PROMPT => Transcribe, word for word, every record in the data below.

SUPPLIED INFORMATION =>
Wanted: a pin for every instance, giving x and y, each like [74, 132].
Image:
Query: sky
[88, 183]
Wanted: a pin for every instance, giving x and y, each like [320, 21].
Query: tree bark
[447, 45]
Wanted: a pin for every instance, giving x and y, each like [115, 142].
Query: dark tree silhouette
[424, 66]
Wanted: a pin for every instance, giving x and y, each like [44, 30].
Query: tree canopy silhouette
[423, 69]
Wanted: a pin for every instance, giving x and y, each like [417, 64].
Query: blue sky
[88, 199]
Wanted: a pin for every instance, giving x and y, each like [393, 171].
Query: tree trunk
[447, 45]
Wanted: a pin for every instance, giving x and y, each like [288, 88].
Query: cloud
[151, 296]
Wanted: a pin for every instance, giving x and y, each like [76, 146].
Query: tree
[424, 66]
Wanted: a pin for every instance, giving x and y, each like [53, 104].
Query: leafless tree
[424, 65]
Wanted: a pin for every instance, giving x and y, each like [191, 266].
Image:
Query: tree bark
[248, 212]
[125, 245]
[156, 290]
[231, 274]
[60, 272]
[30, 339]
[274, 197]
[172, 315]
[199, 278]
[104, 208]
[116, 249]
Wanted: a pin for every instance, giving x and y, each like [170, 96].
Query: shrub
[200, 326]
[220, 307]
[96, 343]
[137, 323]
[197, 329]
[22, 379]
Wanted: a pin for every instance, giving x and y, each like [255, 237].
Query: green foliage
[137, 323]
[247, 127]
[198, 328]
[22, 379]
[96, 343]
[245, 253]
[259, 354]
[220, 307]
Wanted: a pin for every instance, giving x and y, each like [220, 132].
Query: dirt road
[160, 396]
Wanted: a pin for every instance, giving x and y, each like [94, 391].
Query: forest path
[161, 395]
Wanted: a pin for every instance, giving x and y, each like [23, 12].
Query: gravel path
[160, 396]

SOLUTION =>
Wanted: a pin for every instance, giving x and y, each like [74, 132].
Image:
Query: sky
[88, 183]
Wanted: a pin for every instance, giving x and y, each like [320, 21].
Query: tree bark
[447, 45]
Wanted: a pin for every instance, giving x and y, each like [115, 142].
Query: dark tree silhouette
[424, 66]
Wanted: a pin for every instance, giving x and y, each like [44, 30].
Query: tree canopy silhouette
[423, 69]
Wanted: a pin for every instance, giving x and y, each like [417, 64].
Query: blue sky
[88, 199]
Wanted: a pin for every instance, giving x and y, each like [393, 171].
Query: tree trunk
[447, 45]
Wanted: a pin for every instance, giving x and y, each like [288, 88].
Query: cloud
[151, 296]
Wanted: a pin for every instance, giving x and y, each like [76, 146].
Query: tree
[424, 66]
Wanted: a pin for every instance, giving x and y, each like [53, 104].
Query: leafless tree
[424, 65]
Wanted: a pin for every instance, giving x and y, each like [191, 266].
Image:
Query: tree bark
[248, 212]
[125, 245]
[156, 290]
[231, 274]
[60, 272]
[30, 339]
[274, 197]
[172, 315]
[199, 278]
[104, 208]
[116, 249]
Wanted: a pin for every instance, giving x and y, each like [170, 96].
Query: shrub
[200, 326]
[220, 307]
[96, 343]
[137, 323]
[197, 329]
[22, 379]
Wanted: a pin for every instance, giving x and y, each like [255, 237].
Query: green foliage
[137, 323]
[247, 127]
[198, 328]
[22, 379]
[96, 343]
[245, 253]
[259, 354]
[220, 307]
Wanted: a pin for every instance, giving x and y, each like [220, 132].
Query: dirt road
[160, 396]
Wanted: a pin for every instance, giving x and y, each like [94, 391].
Query: forest path
[161, 395]
Wanted: a pin for every instance, giving x and y, each like [23, 12].
Query: gravel path
[160, 396]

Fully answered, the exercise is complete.